--- Start of Rows ---
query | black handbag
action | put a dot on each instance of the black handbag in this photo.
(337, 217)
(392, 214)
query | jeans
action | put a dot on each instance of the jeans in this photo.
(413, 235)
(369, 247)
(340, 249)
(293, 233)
--- End of Rows ---
**Your instructions**
Update the material above by replacing every "put a dot" with "place a mark", and write it out again with nothing else changed.

**Problem solution**
query | black handbag
action | place a mark on each instance of the black handbag in this photo.
(337, 217)
(392, 214)
query | jeans
action | place a mark on each instance of the jeans in this photo.
(413, 235)
(369, 247)
(340, 249)
(293, 233)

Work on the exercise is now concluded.